==== Document ====

Due to an error made by the attackers, the bombing did not cause fatalities, aside from the suicide bomber himself. The police headquarters is located on a higher ground than the parking lot itself, requiring the stairs in the first place. The other apparent miscalculation involved the size of the parking lot, where the Fiat 131 had neither the space and velocity, nor the horsepower, to climb the stairs and destroy the police station wall. As a result, the police station failed to collapse and only 29 injuries were recorded (including two unaware bystanders). The bomb also carved a large crater in the ground, battering nearby buildings and destroying vehicles.

====

_Exercise description_
Duplicate the passage of the bombing account starting at "Due to an error" and ending at "and destroying vehicles.".

==== Data shown ====

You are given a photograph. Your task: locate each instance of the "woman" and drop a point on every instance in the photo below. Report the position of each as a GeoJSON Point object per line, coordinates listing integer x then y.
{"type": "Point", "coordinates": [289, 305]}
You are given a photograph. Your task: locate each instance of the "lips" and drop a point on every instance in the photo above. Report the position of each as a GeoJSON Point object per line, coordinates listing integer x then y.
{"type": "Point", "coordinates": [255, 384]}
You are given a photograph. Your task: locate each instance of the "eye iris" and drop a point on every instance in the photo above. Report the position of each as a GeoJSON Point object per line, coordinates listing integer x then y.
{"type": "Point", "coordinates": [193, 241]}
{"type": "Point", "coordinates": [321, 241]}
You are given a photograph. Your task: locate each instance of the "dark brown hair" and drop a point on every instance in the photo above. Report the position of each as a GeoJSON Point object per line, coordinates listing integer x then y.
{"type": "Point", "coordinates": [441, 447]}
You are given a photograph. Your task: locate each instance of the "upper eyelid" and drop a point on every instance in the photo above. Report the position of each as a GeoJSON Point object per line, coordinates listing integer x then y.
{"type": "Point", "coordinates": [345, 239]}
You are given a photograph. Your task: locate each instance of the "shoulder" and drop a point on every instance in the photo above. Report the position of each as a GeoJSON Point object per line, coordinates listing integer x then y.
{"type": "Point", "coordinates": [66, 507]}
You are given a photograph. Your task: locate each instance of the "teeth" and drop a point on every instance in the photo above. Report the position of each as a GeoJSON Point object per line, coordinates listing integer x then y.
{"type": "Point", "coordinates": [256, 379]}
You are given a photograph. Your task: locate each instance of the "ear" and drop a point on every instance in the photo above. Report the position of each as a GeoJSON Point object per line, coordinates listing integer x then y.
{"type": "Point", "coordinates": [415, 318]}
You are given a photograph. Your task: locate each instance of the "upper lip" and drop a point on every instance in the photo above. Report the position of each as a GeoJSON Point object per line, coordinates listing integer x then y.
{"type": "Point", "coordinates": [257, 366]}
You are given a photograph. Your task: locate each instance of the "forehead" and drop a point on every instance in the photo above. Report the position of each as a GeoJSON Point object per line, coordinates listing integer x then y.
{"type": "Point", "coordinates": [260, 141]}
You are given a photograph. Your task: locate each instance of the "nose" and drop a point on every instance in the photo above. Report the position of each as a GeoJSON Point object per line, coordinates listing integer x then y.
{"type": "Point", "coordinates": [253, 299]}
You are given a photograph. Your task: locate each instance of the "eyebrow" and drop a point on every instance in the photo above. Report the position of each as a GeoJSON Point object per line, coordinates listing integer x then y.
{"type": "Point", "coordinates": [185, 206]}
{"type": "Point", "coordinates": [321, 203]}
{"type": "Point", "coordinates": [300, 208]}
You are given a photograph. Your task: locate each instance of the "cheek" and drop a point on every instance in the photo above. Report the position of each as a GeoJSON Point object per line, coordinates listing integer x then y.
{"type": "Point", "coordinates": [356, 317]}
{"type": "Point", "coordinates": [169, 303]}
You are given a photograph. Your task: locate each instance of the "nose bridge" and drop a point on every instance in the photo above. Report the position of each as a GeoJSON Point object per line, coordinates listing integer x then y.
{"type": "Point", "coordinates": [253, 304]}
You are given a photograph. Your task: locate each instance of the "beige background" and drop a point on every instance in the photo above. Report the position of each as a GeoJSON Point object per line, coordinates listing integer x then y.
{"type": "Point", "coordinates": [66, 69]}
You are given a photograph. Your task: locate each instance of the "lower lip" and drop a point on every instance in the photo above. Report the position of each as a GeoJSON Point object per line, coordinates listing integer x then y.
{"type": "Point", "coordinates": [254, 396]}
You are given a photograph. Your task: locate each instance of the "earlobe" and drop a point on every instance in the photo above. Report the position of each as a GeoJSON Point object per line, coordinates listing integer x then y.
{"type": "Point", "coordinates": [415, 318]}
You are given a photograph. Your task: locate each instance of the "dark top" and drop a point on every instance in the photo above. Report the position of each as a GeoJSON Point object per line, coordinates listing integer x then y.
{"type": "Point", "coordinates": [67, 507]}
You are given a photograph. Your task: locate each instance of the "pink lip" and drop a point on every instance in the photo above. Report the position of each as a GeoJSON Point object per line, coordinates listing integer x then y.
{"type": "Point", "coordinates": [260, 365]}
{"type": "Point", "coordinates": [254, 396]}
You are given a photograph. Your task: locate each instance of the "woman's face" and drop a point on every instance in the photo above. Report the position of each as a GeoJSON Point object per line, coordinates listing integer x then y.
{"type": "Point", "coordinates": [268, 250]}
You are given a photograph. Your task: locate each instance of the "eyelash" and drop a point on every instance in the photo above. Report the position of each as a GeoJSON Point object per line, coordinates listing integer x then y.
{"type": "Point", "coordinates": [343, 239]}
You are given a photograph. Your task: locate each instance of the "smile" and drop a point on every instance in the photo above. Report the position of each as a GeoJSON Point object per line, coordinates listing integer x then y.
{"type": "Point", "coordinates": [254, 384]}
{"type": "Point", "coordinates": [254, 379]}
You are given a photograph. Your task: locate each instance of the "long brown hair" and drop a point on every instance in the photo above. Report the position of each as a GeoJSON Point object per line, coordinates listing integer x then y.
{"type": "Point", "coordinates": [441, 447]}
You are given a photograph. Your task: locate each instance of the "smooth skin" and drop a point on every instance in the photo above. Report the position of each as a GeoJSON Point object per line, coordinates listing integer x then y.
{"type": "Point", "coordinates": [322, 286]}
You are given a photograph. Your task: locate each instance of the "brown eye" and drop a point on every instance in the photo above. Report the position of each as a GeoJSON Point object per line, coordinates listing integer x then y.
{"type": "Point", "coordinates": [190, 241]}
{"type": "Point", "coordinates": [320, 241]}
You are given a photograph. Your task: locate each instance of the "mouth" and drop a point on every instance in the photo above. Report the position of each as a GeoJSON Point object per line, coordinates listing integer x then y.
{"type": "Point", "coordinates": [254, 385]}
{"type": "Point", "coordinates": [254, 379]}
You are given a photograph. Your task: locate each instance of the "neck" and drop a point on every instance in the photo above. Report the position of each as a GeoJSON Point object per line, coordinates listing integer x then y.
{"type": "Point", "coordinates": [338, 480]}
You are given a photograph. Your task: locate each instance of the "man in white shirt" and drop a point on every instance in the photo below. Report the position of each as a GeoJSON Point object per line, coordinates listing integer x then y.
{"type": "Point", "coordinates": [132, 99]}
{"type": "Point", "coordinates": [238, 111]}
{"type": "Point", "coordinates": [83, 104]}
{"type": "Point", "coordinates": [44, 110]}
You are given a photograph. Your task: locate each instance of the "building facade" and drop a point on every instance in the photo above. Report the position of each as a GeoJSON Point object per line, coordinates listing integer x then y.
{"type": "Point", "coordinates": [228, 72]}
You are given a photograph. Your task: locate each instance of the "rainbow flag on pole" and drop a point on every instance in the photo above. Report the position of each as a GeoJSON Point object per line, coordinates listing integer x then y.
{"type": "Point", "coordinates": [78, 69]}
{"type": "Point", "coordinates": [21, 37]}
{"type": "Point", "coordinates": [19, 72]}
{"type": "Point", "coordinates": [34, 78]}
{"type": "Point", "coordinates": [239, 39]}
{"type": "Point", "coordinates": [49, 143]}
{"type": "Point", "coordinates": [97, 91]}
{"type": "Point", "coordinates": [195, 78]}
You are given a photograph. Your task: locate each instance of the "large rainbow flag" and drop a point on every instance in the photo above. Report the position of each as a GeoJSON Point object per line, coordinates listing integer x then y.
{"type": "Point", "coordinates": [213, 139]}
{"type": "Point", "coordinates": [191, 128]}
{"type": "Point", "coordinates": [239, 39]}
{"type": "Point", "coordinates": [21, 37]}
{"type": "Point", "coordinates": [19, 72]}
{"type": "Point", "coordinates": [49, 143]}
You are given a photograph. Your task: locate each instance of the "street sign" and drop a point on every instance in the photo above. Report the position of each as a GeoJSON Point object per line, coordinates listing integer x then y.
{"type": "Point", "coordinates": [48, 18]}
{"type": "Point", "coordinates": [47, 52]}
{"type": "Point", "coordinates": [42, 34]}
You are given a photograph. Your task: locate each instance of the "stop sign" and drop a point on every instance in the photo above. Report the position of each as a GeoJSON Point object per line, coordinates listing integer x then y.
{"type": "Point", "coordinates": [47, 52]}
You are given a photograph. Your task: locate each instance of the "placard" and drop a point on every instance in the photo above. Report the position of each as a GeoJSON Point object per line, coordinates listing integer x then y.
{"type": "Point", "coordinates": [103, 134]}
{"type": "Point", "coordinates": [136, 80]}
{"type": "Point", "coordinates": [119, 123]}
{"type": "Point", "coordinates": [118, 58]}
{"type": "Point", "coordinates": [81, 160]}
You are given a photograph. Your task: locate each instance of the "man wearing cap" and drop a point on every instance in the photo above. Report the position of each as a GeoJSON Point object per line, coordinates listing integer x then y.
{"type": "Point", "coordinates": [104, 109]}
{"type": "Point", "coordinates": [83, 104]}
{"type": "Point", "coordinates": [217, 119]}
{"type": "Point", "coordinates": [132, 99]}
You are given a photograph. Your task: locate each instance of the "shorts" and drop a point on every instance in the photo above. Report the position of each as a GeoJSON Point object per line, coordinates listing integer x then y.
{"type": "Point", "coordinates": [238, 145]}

====

_Response to this exercise_
Due to an error made by the attackers, the bombing did not cause fatalities, aside from the suicide bomber himself. The police headquarters is located on a higher ground than the parking lot itself, requiring the stairs in the first place. The other apparent miscalculation involved the size of the parking lot, where the Fiat 131 had neither the space and velocity, nor the horsepower, to climb the stairs and destroy the police station wall. As a result, the police station failed to collapse and only 29 injuries were recorded (including two unaware bystanders). The bomb also carved a large crater in the ground, battering nearby buildings and destroying vehicles.